Речь большинства персонажей Кузмина пестрит клишированными фразами, от чего их слова приобретают ярко выраженное ироническое звучание.

Эти словосочетания отличаются большей структурной спаянностью и вытекающей отсюда большой степенью предсказуемости компонентов.

Это выражается в именах героев, их действиях, диалогах, формах выражения мыслей и т.п. Стоит привести в доказательстве этого диалог главного героя Непьючая и его «крестного»:

— Чего тебе надо? О чем ты ворчишь?

— Моя воркотня нисколько тебя не касается. И жаловался на свою судьбу — что у меня нет никаких родных, кто бы мне помог.

— Ты стонал, что у тебя нет крестного, очевидно не подозревая, что я — твой крестный.

— Ах, вот как? Очень приятно познакомиться. Но отчего вы не появлялись до сих пор и что вы можете делать?

Чудовище улыбнулось и почесало рукою за ухом, которое было величиною с добрый лопух.

В диалоге героев просвечивается простота употребляемых выражений, слов, образов, но в то же время ироничность и некая неприязнь.

Сам Принц желание в сказки Кузмина является мальчиком и выражает «потому что я принц Желание. И я - твое желание. Я всегда был с тобою, только ты меня не видел, а когда твои крестный стал исполнять все твои прихоти, мне ничего не оставалось делать, как уйти от тебя. Оттого я плачу, что ты меня позабыл. У всякого человека есть такой принц, у всякого свой. Мы радуемся и бережем вас, пока вы нас любите, и пока в вас не иссякают желания. Когда же вы, успокоившись, отвернетесь от нас, мы плачем и покидаем вас»...

Мораль сказки притчи является ясной и простой для читателя, она улавливается на протяжении всего произведения – не стоит отказываться от своих желаний и искать легкие пути и выходы. Стоит любить свои желания и идти к ним.

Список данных
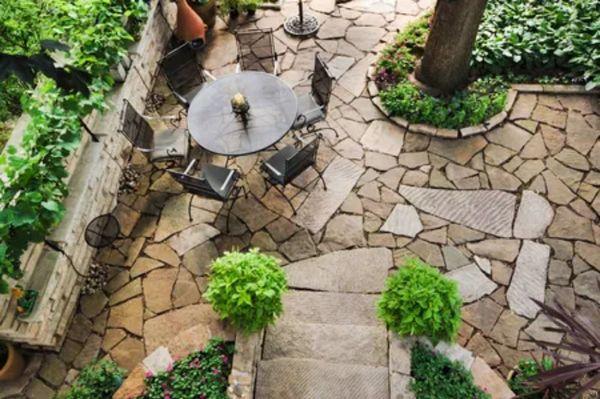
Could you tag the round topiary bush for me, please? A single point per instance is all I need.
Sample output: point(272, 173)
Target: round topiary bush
point(246, 289)
point(420, 301)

▸ Что сделать
1. В чем, согласно тексту о сказке Кузмина, состоит ее мораль?
2. Воспроизведите без изменений все записи из списка данных, опустив изображения.

▸ Готовые ответы
1. Не стоит отказываться от своих желаний и искать легкие пути и выходы, а стоит любить свои желания и идти к ним.

2.
Could you tag the round topiary bush for me, please? A single point per instance is all I need.
Sample output: point(272, 173)
Target: round topiary bush
point(246, 289)
point(420, 301)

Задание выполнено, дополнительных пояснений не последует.